Extracted records:
::::::::

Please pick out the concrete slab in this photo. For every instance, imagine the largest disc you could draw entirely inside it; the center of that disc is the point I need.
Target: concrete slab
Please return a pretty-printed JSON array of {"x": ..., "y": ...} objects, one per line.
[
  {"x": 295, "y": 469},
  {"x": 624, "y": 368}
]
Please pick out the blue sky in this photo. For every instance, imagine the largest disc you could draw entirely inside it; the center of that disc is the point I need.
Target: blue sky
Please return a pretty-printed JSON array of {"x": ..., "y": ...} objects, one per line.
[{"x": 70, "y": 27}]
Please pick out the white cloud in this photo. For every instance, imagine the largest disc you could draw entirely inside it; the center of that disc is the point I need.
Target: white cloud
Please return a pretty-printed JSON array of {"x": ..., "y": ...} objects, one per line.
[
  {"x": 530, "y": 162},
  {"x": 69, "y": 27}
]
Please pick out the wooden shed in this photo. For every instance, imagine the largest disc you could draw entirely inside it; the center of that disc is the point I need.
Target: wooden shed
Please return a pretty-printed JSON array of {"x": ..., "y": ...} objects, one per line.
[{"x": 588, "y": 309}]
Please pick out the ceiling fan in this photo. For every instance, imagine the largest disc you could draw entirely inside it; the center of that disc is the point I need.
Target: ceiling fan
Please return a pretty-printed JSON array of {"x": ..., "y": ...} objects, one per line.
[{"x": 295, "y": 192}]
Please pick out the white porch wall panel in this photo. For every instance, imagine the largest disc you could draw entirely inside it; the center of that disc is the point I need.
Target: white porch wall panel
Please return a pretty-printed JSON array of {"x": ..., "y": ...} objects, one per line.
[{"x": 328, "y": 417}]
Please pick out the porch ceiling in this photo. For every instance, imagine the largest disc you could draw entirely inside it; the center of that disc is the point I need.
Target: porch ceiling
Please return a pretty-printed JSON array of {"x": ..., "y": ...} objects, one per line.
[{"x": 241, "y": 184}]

::::::::

* The exercise
Copy out the records above line for line, changing nothing.

* Written answer
Please pick out the concrete slab in this photo. For every instance, imagine the largest disc you could draw entirely inside it; the center of that disc is the point I need.
Target: concrete slab
Please return a pretty-printed JSON array of {"x": ..., "y": ...} objects, one per line.
[
  {"x": 295, "y": 469},
  {"x": 624, "y": 368}
]
Please pick out the blue sky in this photo. For every instance, imagine the largest disc you could draw entirely inside it; the center of that disc is the point I need.
Target: blue sky
Please return a pretty-printed JSON array of {"x": ..., "y": ...} objects, one per line.
[{"x": 70, "y": 27}]
Please pick out the white cloud in this photo. For every instance, imagine the largest disc you could draw entirely inside it; the center of that disc is the point I need.
Target: white cloud
Please return a pretty-printed JSON array of {"x": ..., "y": ...} objects, one per line.
[
  {"x": 530, "y": 162},
  {"x": 69, "y": 27}
]
Please pick out the wooden shed in this photo. For every instance, imagine the largest disc you could draw entirely inside it; the center of that disc is the point I need.
Target: wooden shed
Please return a pretty-printed JSON array of {"x": ..., "y": ...} objects, one per line.
[{"x": 588, "y": 309}]
Please pick out the ceiling fan in this photo. For every instance, imagine the largest disc you could draw entirely inside it; the center of that disc is the point I need.
Target: ceiling fan
Please return a pretty-printed JSON array of {"x": ..., "y": ...} objects, one per line.
[{"x": 295, "y": 192}]
Please pick out the white porch wall panel in this photo. For every instance, imagine the largest disc you could draw entirely inside it; the center of that disc is the point I need.
Target: white porch wall panel
Please return a pretty-printed JSON array of {"x": ..., "y": ...} objects, one per line.
[{"x": 328, "y": 417}]
Please pick out the porch ceiling in this photo. For every instance, imagine the largest disc you could draw entirely inside it; the center of that disc is the point I need.
Target: porch ceiling
Please return a pretty-printed JSON array of {"x": ..., "y": ...} objects, one per line.
[{"x": 241, "y": 184}]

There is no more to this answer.